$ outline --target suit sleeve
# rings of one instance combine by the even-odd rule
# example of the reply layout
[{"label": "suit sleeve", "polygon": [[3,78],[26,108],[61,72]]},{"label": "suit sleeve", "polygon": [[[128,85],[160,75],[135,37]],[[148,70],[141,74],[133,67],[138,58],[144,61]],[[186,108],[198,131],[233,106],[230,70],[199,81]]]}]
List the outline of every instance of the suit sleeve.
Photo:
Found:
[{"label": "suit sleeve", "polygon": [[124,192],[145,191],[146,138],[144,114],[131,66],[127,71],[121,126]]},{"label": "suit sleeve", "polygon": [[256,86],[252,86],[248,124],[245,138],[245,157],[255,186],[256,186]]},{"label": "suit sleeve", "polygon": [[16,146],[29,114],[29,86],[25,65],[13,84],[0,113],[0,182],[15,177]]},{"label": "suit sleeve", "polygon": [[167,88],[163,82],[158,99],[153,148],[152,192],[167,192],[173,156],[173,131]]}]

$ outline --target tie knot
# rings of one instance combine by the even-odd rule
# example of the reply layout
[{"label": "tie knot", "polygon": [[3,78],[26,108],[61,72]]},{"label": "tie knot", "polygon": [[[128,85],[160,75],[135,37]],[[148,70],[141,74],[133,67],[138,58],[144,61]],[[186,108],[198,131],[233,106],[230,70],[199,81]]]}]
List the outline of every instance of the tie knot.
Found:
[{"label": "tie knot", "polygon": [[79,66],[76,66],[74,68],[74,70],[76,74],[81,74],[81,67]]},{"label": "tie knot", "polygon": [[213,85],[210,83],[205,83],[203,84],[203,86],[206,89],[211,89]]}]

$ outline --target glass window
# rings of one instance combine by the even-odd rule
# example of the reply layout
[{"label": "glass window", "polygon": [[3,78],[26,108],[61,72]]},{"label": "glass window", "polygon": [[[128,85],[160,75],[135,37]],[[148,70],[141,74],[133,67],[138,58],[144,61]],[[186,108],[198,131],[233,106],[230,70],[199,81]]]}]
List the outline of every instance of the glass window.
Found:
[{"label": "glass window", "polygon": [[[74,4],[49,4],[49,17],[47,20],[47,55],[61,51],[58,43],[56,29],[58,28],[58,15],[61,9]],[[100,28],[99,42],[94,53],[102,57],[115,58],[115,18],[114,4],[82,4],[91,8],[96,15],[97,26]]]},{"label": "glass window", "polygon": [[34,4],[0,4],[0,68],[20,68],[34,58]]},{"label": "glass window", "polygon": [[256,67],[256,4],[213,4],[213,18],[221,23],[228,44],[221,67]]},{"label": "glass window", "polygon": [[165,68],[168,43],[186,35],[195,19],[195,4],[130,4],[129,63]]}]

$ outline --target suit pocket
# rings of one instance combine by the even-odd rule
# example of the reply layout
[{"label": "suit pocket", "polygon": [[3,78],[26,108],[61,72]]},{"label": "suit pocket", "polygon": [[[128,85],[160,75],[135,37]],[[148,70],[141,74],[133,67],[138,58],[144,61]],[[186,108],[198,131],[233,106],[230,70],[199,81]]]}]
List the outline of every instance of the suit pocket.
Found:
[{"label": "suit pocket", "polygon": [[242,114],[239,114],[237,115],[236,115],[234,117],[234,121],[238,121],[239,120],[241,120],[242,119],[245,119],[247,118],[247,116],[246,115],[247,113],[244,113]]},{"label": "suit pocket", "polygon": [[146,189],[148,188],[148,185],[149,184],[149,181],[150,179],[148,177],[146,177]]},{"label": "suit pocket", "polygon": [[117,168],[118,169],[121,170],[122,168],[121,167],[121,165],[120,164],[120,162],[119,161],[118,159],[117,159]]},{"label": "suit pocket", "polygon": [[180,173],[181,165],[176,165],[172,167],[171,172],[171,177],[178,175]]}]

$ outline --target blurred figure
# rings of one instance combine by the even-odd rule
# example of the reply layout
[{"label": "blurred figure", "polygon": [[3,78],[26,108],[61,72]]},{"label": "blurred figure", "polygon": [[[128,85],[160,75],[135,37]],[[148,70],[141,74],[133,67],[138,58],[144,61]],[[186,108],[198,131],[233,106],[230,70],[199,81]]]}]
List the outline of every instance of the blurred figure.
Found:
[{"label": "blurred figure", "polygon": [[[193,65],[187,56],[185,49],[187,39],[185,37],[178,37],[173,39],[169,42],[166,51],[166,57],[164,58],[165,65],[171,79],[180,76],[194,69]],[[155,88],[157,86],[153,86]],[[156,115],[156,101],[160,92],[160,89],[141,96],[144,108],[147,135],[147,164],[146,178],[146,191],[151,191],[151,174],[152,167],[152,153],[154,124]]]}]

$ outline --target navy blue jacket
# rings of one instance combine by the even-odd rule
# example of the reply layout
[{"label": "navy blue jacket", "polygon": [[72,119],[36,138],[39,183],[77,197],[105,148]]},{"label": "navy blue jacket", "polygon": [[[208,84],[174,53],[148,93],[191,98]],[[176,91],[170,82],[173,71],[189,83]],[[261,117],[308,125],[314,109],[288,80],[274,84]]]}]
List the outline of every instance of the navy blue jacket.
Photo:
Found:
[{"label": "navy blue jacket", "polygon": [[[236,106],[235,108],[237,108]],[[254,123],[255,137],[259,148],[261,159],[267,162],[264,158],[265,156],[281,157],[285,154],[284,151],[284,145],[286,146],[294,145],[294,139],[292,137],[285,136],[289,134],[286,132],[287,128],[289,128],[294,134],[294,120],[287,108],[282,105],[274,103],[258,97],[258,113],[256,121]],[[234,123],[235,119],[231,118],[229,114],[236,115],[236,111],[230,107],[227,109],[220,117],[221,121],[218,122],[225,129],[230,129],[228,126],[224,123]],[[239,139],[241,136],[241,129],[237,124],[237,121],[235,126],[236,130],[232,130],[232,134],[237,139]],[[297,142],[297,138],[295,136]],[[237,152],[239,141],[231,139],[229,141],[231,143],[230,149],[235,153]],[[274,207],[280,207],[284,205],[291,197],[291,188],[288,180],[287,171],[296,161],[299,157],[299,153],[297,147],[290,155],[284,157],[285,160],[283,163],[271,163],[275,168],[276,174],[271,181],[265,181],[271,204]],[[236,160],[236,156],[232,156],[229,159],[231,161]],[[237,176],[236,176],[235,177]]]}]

##############################

Prompt ->
Please identify each line in the data above that contains the word "every" and copy those lines.

The answer ->
List the outline of every instance of the suit sleeve.
List the outline of every instance of the tie knot.
List the outline of every instance of the glass window.
List the outline of every instance of the suit pocket.
List the outline of every instance of the blurred figure.
List the outline of every instance of the navy blue jacket.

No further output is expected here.